Las imágenes de la infame guerra ucraniana están encubriendo en la actualidad el resto de nuestras calamidades. La inflación desbocada –ésa misma que decía el sanchismo que no había de ser –como en su día la pandemia– más que un amago, la ruina progresiva de las clases medias y el purgatorio de las inferiores, el limbo del mileurismo o la ridícula escena gubernamental, por no hablar del impresionante cambio atmosférico; todo el repertorio, en suma, de una etapa rayana en la catástrofe, es encubierto con su negro velo por los desastres de Kiev, Mariúpol, Bucha o Járkov, las atestadas fosas comunes o el precipitado éxodo masivo de las muchedumbres. Y sin embargo, no faltan motivos de curiosa reflexión derivados de esa barbarie.
A las brutales carnicerías y al sacrificio de todo un pueblo se enfrenta la evidencia de un vasto movimiento de solidaridad como tal vez no se había visto nunca en Occidente, al tiempo que la agresión propicia el progresivo despertar de la vieja Europa, consciente, por primera vez desde la última Guerra Mundial, de su inseguridad frente al nuevo e invisible telón de acero.

----------

#### TAREA PENDIENTE:
Cita, sin cambiar nada, todo lo que va desde «Las imágenes de» hasta «de esa barbarie.» en el texto sobre la guerra de Ucrania. Los registros no guardan relación alguna con esto.

----------

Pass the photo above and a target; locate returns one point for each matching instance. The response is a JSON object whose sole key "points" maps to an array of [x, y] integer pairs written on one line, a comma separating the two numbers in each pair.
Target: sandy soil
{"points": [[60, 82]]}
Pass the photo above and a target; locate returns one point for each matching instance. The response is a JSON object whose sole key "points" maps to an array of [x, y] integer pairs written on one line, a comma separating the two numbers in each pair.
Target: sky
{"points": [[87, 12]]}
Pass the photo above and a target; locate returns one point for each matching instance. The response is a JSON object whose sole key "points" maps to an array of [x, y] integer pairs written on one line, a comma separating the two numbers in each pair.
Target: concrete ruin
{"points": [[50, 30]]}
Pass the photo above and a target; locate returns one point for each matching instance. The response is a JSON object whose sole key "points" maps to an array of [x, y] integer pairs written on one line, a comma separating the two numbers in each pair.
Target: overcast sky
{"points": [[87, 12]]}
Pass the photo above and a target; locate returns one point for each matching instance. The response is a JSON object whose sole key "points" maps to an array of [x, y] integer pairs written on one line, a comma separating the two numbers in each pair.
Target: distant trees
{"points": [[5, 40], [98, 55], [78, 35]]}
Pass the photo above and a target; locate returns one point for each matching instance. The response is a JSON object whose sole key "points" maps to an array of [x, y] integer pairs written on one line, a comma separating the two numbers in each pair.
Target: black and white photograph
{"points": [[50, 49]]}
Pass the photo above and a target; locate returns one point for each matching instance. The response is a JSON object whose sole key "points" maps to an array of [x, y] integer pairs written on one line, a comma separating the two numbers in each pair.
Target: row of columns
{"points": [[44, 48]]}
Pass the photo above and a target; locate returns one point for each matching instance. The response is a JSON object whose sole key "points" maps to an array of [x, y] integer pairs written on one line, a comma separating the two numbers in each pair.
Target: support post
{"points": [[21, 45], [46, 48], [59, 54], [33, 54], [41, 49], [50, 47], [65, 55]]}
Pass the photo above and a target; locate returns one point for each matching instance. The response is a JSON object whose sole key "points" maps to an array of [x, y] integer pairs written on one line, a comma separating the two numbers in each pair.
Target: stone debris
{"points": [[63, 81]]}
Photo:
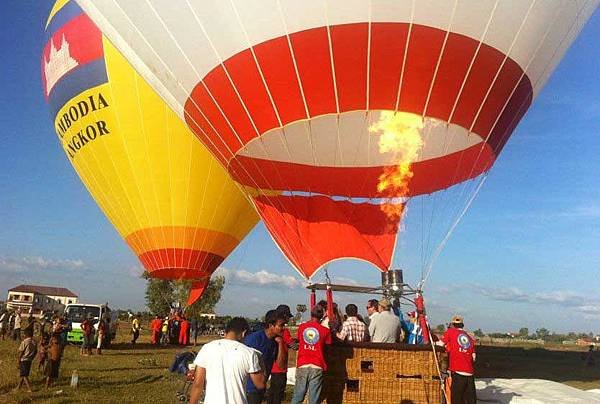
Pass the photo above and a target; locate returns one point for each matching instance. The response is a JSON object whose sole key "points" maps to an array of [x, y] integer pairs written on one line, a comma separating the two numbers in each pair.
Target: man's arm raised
{"points": [[198, 386]]}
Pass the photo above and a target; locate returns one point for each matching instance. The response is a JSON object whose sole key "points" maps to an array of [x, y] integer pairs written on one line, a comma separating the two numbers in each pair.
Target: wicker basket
{"points": [[382, 373]]}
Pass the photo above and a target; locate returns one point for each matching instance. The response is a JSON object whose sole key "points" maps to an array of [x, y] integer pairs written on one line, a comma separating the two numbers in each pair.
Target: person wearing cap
{"points": [[88, 335], [411, 327], [353, 329], [266, 342], [278, 382], [461, 355], [385, 327], [372, 309], [310, 362]]}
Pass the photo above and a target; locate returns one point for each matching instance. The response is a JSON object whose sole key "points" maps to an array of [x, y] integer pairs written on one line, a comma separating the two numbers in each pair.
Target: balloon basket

----------

#### SOLUCIÓN PROPUESTA:
Las imágenes de la infame guerra ucraniana están encubriendo en la actualidad el resto de nuestras calamidades. La inflación desbocada –ésa misma que decía el sanchismo que no había de ser –como en su día la pandemia– más que un amago, la ruina progresiva de las clases medias y el purgatorio de las inferiores, el limbo del mileurismo o la ridícula escena gubernamental, por no hablar del impresionante cambio atmosférico; todo el repertorio, en suma, de una etapa rayana en la catástrofe, es encubierto con su negro velo por los desastres de Kiev, Mariúpol, Bucha o Járkov, las atestadas fosas comunes o el precipitado éxodo masivo de las muchedumbres. Y sin embargo, no faltan motivos de curiosa reflexión derivados de esa barbarie.